◆ **提供資料**
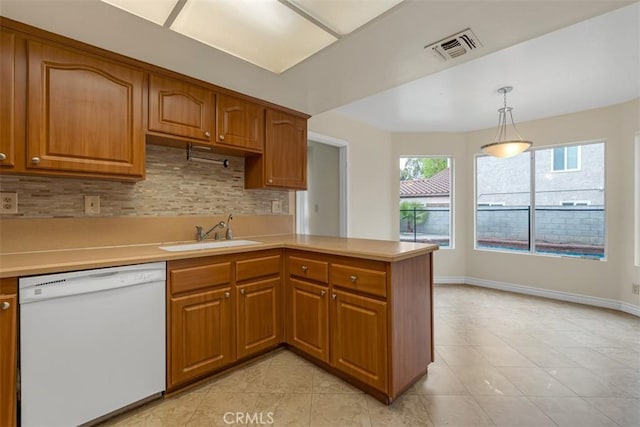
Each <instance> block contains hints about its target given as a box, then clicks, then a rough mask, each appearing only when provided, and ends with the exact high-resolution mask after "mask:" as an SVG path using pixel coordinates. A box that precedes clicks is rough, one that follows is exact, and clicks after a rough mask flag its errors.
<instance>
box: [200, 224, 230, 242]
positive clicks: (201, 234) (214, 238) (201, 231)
mask: <svg viewBox="0 0 640 427" xmlns="http://www.w3.org/2000/svg"><path fill="white" fill-rule="evenodd" d="M226 226H227V223H226V222H224V221H220V222H219V223H217V224H216V225H214V226H213V227H211V228H210V229H209V230H207V231H206V232H205V231H204V229H203V228H202V227H200V226H199V225H196V240H197V241H198V242H202V241H203V240H205V239H206V238H207V237H208V236H209V233H211V232H212V231H213V230H215V229H216V228H225V227H226ZM214 239H215V240H220V234H219V233H218V232H217V231H216V233H215V235H214Z"/></svg>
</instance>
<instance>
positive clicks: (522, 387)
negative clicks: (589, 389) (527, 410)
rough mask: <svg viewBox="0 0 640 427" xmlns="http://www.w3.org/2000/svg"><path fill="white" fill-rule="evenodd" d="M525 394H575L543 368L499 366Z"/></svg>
mask: <svg viewBox="0 0 640 427" xmlns="http://www.w3.org/2000/svg"><path fill="white" fill-rule="evenodd" d="M498 369H499V371H500V373H502V374H503V375H504V376H505V377H506V378H507V379H508V380H509V381H510V382H511V383H512V384H513V385H515V386H516V387H517V388H518V390H520V391H521V392H522V394H524V395H525V396H575V393H574V392H572V391H571V390H570V389H568V388H567V387H565V386H564V385H562V384H561V383H560V382H558V381H557V380H556V379H555V378H553V377H552V376H551V375H550V374H549V373H547V372H545V371H544V370H543V369H541V368H498Z"/></svg>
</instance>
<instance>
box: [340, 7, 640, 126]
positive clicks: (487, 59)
mask: <svg viewBox="0 0 640 427" xmlns="http://www.w3.org/2000/svg"><path fill="white" fill-rule="evenodd" d="M502 86H513V87H514V90H513V91H512V92H511V93H509V94H508V95H507V103H508V105H509V106H511V107H513V115H514V119H515V120H516V122H519V121H527V120H534V119H539V118H543V117H551V116H557V115H561V114H567V113H572V112H576V111H583V110H589V109H593V108H599V107H604V106H609V105H614V104H619V103H622V102H625V101H629V100H631V99H634V98H638V97H640V3H636V4H633V5H630V6H626V7H624V8H621V9H617V10H615V11H613V12H609V13H607V14H604V15H601V16H597V17H595V18H591V19H589V20H587V21H583V22H580V23H578V24H574V25H572V26H570V27H566V28H563V29H561V30H557V31H554V32H552V33H549V34H545V35H543V36H540V37H537V38H535V39H532V40H529V41H526V42H523V43H520V44H517V45H515V46H512V47H509V48H506V49H503V50H500V51H497V52H494V53H491V54H488V55H485V56H482V57H480V58H477V59H474V60H473V61H469V62H466V63H463V64H460V65H457V66H454V67H452V68H448V69H446V70H444V71H440V72H438V73H435V74H432V75H429V76H426V77H423V78H421V79H418V80H415V81H413V82H410V83H406V84H404V85H401V86H398V87H396V88H393V89H389V90H386V91H384V92H381V93H379V94H376V95H373V96H369V97H366V98H364V99H361V100H359V101H356V102H353V103H351V104H348V105H345V106H343V107H340V108H338V111H339V112H340V113H341V114H344V115H347V116H349V117H352V118H354V119H356V120H359V121H363V122H366V123H369V124H371V125H372V126H375V127H377V128H380V129H385V130H388V131H392V132H452V131H457V132H459V131H469V130H476V129H483V128H487V127H491V126H496V125H497V120H498V113H497V109H498V108H499V107H502V105H503V96H502V95H501V94H498V93H497V92H496V91H497V89H498V88H500V87H502Z"/></svg>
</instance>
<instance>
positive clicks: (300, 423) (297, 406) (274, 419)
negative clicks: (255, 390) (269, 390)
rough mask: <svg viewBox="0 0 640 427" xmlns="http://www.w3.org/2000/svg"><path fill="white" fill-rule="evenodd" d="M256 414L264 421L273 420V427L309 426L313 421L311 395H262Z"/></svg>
mask: <svg viewBox="0 0 640 427" xmlns="http://www.w3.org/2000/svg"><path fill="white" fill-rule="evenodd" d="M254 413H256V414H260V415H262V418H263V420H269V419H271V420H272V421H273V423H272V424H271V425H273V426H291V427H302V426H308V425H309V423H310V421H311V394H310V393H309V394H304V393H261V394H260V395H259V396H258V399H257V401H256V405H255V407H254Z"/></svg>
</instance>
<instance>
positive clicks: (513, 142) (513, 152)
mask: <svg viewBox="0 0 640 427" xmlns="http://www.w3.org/2000/svg"><path fill="white" fill-rule="evenodd" d="M511 90H513V88H512V87H511V86H505V87H501V88H500V89H498V93H501V94H503V95H504V107H502V108H500V109H498V113H500V115H499V117H498V131H497V133H496V138H495V140H494V141H493V142H492V143H489V144H486V145H483V146H482V147H481V150H482V152H483V153H485V154H488V155H490V156H493V157H501V158H507V157H513V156H516V155H518V154H520V153H522V152H523V151H526V150H527V149H528V148H529V147H531V146H532V145H533V143H532V142H531V141H525V140H524V139H522V137H521V136H520V134H519V133H518V130H517V129H516V125H515V123H514V122H513V114H512V113H511V111H512V108H511V107H507V92H511ZM507 114H508V115H509V118H510V119H511V127H512V128H513V132H514V133H515V134H516V136H517V137H518V138H517V139H507Z"/></svg>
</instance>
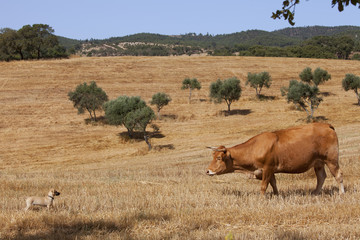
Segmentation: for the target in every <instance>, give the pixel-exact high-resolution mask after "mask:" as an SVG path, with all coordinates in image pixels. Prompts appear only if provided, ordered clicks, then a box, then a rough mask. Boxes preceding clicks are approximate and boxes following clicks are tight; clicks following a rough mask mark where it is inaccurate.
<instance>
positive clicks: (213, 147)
mask: <svg viewBox="0 0 360 240" xmlns="http://www.w3.org/2000/svg"><path fill="white" fill-rule="evenodd" d="M206 148H210V149H211V150H214V151H215V150H216V149H217V147H206Z"/></svg>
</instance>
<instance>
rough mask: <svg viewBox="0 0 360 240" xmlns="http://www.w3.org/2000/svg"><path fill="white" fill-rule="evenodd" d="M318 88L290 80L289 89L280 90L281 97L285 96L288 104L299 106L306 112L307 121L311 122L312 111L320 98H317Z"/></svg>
mask: <svg viewBox="0 0 360 240" xmlns="http://www.w3.org/2000/svg"><path fill="white" fill-rule="evenodd" d="M319 94H320V92H319V88H318V87H317V86H316V85H314V86H311V85H310V84H308V83H305V82H300V81H296V80H291V81H290V83H289V87H288V88H286V87H282V88H281V95H282V96H285V97H286V99H287V101H288V102H292V103H294V104H295V105H298V106H300V107H301V108H302V109H304V110H305V111H306V114H307V118H308V120H312V118H313V115H314V111H315V109H317V108H318V107H319V104H320V102H321V101H322V98H321V97H319Z"/></svg>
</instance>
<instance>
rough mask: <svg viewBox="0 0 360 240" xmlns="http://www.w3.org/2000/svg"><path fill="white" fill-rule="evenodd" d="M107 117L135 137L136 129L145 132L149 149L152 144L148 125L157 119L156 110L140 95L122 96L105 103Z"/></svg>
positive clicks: (144, 132)
mask: <svg viewBox="0 0 360 240" xmlns="http://www.w3.org/2000/svg"><path fill="white" fill-rule="evenodd" d="M104 110H105V118H106V119H107V121H108V123H109V124H111V125H116V126H121V125H122V126H124V127H125V128H126V129H127V131H128V134H129V137H133V135H134V132H135V131H139V132H141V133H142V134H143V136H144V140H145V142H146V143H147V145H148V147H149V150H150V149H151V144H150V142H149V141H148V139H149V138H148V136H147V134H146V127H147V126H148V125H149V124H150V123H151V121H152V120H154V119H155V113H154V111H153V110H152V109H151V108H150V107H149V106H147V105H146V103H145V101H143V100H142V99H141V98H140V97H128V96H120V97H118V98H117V99H115V100H111V101H109V102H106V103H105V104H104Z"/></svg>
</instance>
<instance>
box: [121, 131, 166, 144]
mask: <svg viewBox="0 0 360 240" xmlns="http://www.w3.org/2000/svg"><path fill="white" fill-rule="evenodd" d="M146 135H147V136H149V138H164V137H165V135H163V134H162V133H161V132H146ZM118 136H119V137H120V138H121V139H122V140H124V141H130V140H133V141H135V142H141V141H144V133H142V132H134V133H133V134H132V135H131V136H129V133H128V132H121V133H119V134H118Z"/></svg>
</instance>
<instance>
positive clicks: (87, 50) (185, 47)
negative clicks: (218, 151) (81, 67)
mask: <svg viewBox="0 0 360 240" xmlns="http://www.w3.org/2000/svg"><path fill="white" fill-rule="evenodd" d="M316 36H337V37H339V36H349V37H351V38H352V39H354V41H355V42H357V43H359V42H360V40H359V39H360V27H355V26H340V27H322V26H313V27H296V28H285V29H281V30H277V31H273V32H267V31H260V30H248V31H243V32H238V33H232V34H220V35H209V34H206V35H203V34H195V33H188V34H184V35H176V36H168V35H160V34H152V33H138V34H134V35H129V36H124V37H112V38H109V39H104V40H96V39H90V40H85V41H80V44H81V47H76V49H77V52H78V54H81V55H84V56H119V55H120V56H121V55H150V56H151V55H154V56H155V55H156V56H168V55H183V54H188V55H190V54H199V53H209V52H210V53H211V52H216V51H219V50H221V49H224V48H226V49H234V48H237V49H240V50H241V49H244V50H248V49H249V47H251V46H265V47H280V48H284V47H289V46H297V45H300V44H301V43H303V42H304V41H306V40H308V39H311V38H313V37H316ZM62 42H64V44H65V43H66V44H67V47H68V48H69V47H71V46H73V47H74V48H75V46H78V44H79V41H75V40H74V41H73V42H72V43H71V42H70V41H69V40H67V41H64V39H62ZM237 49H234V50H232V51H237ZM277 51H279V50H277ZM223 54H224V53H221V55H223Z"/></svg>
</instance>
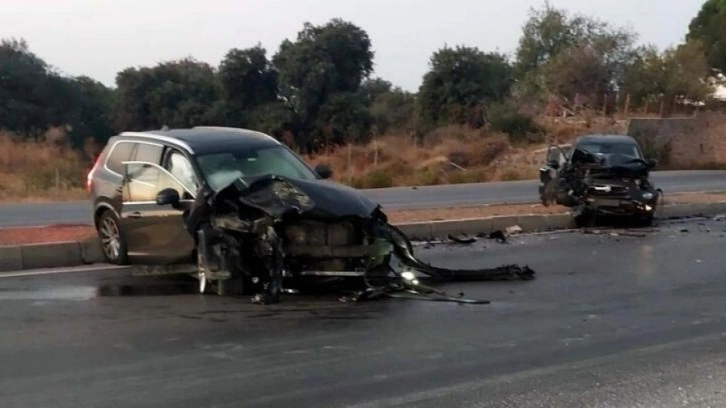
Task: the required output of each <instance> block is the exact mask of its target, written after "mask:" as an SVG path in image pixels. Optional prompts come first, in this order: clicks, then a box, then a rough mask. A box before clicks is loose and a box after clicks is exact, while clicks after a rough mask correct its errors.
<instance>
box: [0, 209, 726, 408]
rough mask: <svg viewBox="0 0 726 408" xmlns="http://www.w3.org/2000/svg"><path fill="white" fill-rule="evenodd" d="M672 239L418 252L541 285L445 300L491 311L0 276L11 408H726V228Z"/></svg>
mask: <svg viewBox="0 0 726 408" xmlns="http://www.w3.org/2000/svg"><path fill="white" fill-rule="evenodd" d="M660 228H661V231H660V232H656V233H649V234H647V236H645V237H632V236H624V235H622V234H621V235H617V236H613V235H610V234H605V235H583V234H581V233H573V232H571V233H558V234H546V235H535V236H527V237H522V238H519V239H514V240H512V241H510V243H508V244H499V243H496V242H490V241H486V242H477V243H475V244H473V245H471V246H443V245H441V246H436V247H433V248H429V249H420V256H421V257H422V258H423V259H425V260H431V261H434V262H435V263H436V264H438V265H444V266H458V267H474V266H481V265H482V263H485V264H487V265H496V264H500V263H509V262H517V263H526V264H529V265H530V266H531V267H532V268H534V269H535V270H536V271H537V272H538V276H537V278H536V279H535V280H533V281H529V282H506V283H462V284H456V285H448V286H446V287H444V289H446V290H448V291H450V292H451V293H457V292H459V291H462V292H464V293H465V295H466V296H467V297H472V298H487V299H490V300H492V303H491V304H489V305H458V304H451V303H438V302H424V301H411V300H400V299H387V300H379V301H372V302H367V303H360V304H351V303H340V302H337V301H336V299H335V297H332V296H330V297H329V296H321V297H315V298H313V297H307V296H295V297H286V298H285V299H284V303H282V304H280V305H273V306H267V307H264V306H253V305H250V304H248V303H247V301H246V300H245V299H241V298H221V297H216V296H213V295H209V296H200V295H196V294H194V293H193V290H194V283H193V282H191V281H187V280H181V279H171V278H139V277H130V276H129V272H128V270H125V269H117V270H105V271H100V272H80V273H68V274H58V275H39V276H29V277H7V275H6V277H4V278H2V277H0V339H2V341H0V361H2V364H0V401H2V403H1V405H2V406H3V407H4V408H12V407H74V408H81V407H110V406H114V407H115V406H118V407H172V406H173V407H180V408H183V407H202V406H204V407H212V406H213V407H237V406H246V407H258V406H275V407H278V406H295V407H308V406H309V407H337V406H355V407H380V406H416V407H443V406H476V407H578V408H580V407H626V406H627V407H676V406H677V407H707V406H711V407H722V406H726V341H725V340H726V309H725V308H724V302H723V294H724V292H726V273H725V272H726V270H725V267H724V263H723V256H721V254H722V253H723V246H724V244H725V243H726V237H725V236H726V232H725V231H726V222H715V221H709V222H706V223H704V225H699V223H697V222H689V223H682V224H675V223H673V224H666V225H662V226H661V227H660ZM686 230H687V232H686ZM485 247H486V248H485Z"/></svg>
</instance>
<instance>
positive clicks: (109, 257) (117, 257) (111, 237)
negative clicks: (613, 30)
mask: <svg viewBox="0 0 726 408" xmlns="http://www.w3.org/2000/svg"><path fill="white" fill-rule="evenodd" d="M100 232H101V246H102V247H103V252H104V253H105V254H106V256H107V257H108V258H109V259H111V260H114V261H115V260H117V259H118V258H119V256H120V254H121V233H120V232H119V229H118V225H116V222H115V221H114V220H113V219H112V218H106V219H104V220H103V222H102V223H101V228H100Z"/></svg>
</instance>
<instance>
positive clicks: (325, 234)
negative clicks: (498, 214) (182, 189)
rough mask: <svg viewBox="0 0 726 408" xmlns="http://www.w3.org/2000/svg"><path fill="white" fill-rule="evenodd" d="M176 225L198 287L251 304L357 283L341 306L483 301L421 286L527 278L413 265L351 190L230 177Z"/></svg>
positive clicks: (375, 213)
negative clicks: (385, 297)
mask: <svg viewBox="0 0 726 408" xmlns="http://www.w3.org/2000/svg"><path fill="white" fill-rule="evenodd" d="M333 196H334V197H336V199H335V200H332V199H328V197H333ZM185 224H186V227H187V230H188V231H189V232H190V233H191V234H192V236H193V237H194V238H195V240H196V242H197V246H198V251H197V252H198V260H197V264H198V270H199V272H198V273H197V278H198V279H199V281H200V291H201V292H204V288H205V287H206V282H207V281H209V282H211V284H212V285H214V286H216V288H215V290H216V291H217V292H218V293H219V292H222V293H225V294H227V293H228V294H236V293H235V292H242V293H244V291H245V290H247V291H249V292H251V293H250V294H251V295H252V300H253V302H254V303H260V304H269V303H277V302H279V301H280V295H281V294H282V293H283V292H284V289H299V288H300V287H301V286H302V287H305V286H307V287H311V288H315V287H322V286H327V285H333V286H335V285H338V286H341V285H343V286H346V285H347V286H348V287H350V286H351V285H352V286H353V287H357V288H356V289H353V291H354V294H353V295H352V296H348V297H343V298H342V299H341V300H343V301H351V300H368V299H374V298H378V297H381V296H387V295H389V294H395V293H408V294H412V293H415V294H418V295H423V296H430V297H433V298H435V300H439V301H442V300H446V301H454V302H462V303H486V302H483V301H472V300H467V299H463V298H461V297H459V298H457V297H451V296H448V295H446V294H445V293H443V292H440V291H437V290H435V289H433V288H430V287H427V286H424V285H423V284H422V283H421V282H422V281H431V282H452V281H455V282H462V281H495V280H496V281H499V280H530V279H534V271H533V270H532V269H530V268H529V267H527V266H524V267H522V266H519V265H504V266H500V267H495V268H483V269H473V270H456V269H447V268H440V267H435V266H432V265H430V264H426V263H423V262H421V261H420V260H419V259H417V258H416V257H415V255H414V251H413V245H412V243H411V241H410V240H409V238H408V237H407V236H406V235H405V234H403V233H402V232H401V231H400V230H399V229H398V228H396V227H395V226H393V225H391V224H390V223H389V222H388V217H387V215H386V214H384V213H383V211H382V209H381V207H380V206H379V205H376V204H375V203H373V202H371V201H370V200H368V199H367V198H365V197H364V196H362V194H359V193H358V192H357V191H356V190H352V189H347V188H343V187H337V186H335V187H334V186H332V185H328V184H319V183H315V182H310V181H299V180H293V179H288V178H285V177H281V176H275V175H266V176H261V177H257V178H255V179H245V178H238V179H236V180H235V181H233V182H232V183H230V184H229V185H228V186H226V187H224V188H222V189H221V190H219V191H202V192H201V193H200V194H199V196H198V197H197V199H196V201H195V202H194V205H193V206H192V208H191V209H190V211H189V213H188V215H187V217H186V218H185ZM500 235H501V238H502V239H506V238H505V237H504V234H502V233H501V232H500ZM449 238H450V239H452V240H454V241H455V242H458V243H463V244H470V243H473V242H476V239H475V238H459V237H454V236H453V235H450V236H449ZM396 261H397V262H396ZM222 293H220V294H222ZM240 294H241V293H240Z"/></svg>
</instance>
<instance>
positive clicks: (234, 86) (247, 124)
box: [219, 45, 278, 126]
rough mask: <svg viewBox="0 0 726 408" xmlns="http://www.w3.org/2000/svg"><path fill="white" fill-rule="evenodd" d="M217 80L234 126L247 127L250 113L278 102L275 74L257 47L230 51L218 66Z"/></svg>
mask: <svg viewBox="0 0 726 408" xmlns="http://www.w3.org/2000/svg"><path fill="white" fill-rule="evenodd" d="M219 79H220V81H221V84H222V87H223V90H224V99H225V103H226V105H227V106H226V108H227V110H228V112H227V113H228V116H229V119H230V121H231V123H232V124H234V125H237V126H240V125H242V126H248V125H249V118H248V117H246V116H248V115H250V114H251V111H253V110H255V109H256V108H258V107H260V106H262V105H266V104H269V103H271V102H275V101H276V100H277V93H278V91H277V71H276V70H275V69H274V67H273V66H272V63H271V62H270V61H269V60H268V59H267V51H266V50H265V49H264V48H262V47H261V46H260V45H257V46H255V47H252V48H248V49H244V50H240V49H236V48H235V49H232V50H230V51H229V52H228V53H227V55H226V56H225V57H224V60H223V61H222V63H221V64H220V67H219Z"/></svg>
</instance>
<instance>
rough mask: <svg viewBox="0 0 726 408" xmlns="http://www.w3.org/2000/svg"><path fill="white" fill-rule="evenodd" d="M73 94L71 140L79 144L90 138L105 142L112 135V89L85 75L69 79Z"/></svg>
mask: <svg viewBox="0 0 726 408" xmlns="http://www.w3.org/2000/svg"><path fill="white" fill-rule="evenodd" d="M69 85H70V87H71V88H72V93H73V95H74V99H75V101H74V103H73V104H74V106H75V109H74V111H75V112H74V118H73V120H72V121H71V122H70V126H71V134H70V137H71V142H72V143H73V145H74V146H81V144H82V143H84V142H85V140H86V139H88V138H90V139H93V140H96V141H99V142H105V141H106V140H108V138H109V137H111V136H112V135H113V129H112V128H111V109H112V106H113V91H112V90H111V89H109V88H107V87H106V86H105V85H103V84H102V83H100V82H98V81H96V80H93V79H91V78H89V77H87V76H80V77H76V78H73V79H70V80H69Z"/></svg>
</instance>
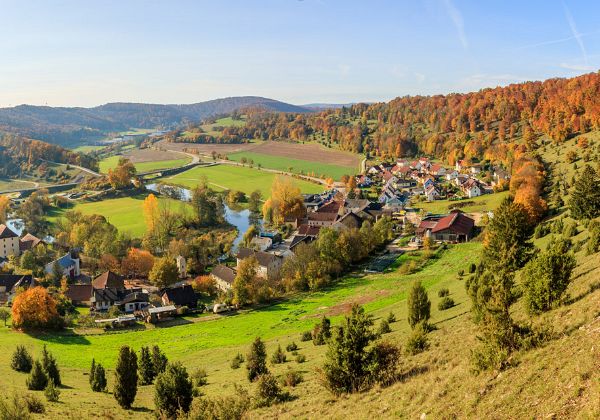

◆ **課題の内容**
上の資料から、文字列「pixels」を含む行だけを抜き出し、すべて書き写しなさい。大文字と小文字は区別すること。

◆ **実行結果**
Segmentation: for the target in every <instance>, give the pixel-exact high-resolution mask after "mask:" as an SVG path, with all coordinates in image pixels. Prompts appear only if provided, ordered clicks, then a box, then a rough mask. Boxes preceding clicks are approximate and boxes following clicks are tight; clicks following a rough mask mark where it is inaccurate.
Task: the required output of each <instance> block is the exact mask of its target, written after "mask:" as an SVG path in image pixels. Optional prompts come first, in this order: clicks, then a box, then a rough mask. A box before clicks is loose and a box after clicks is exact, while clicks after a rough mask correct its errors.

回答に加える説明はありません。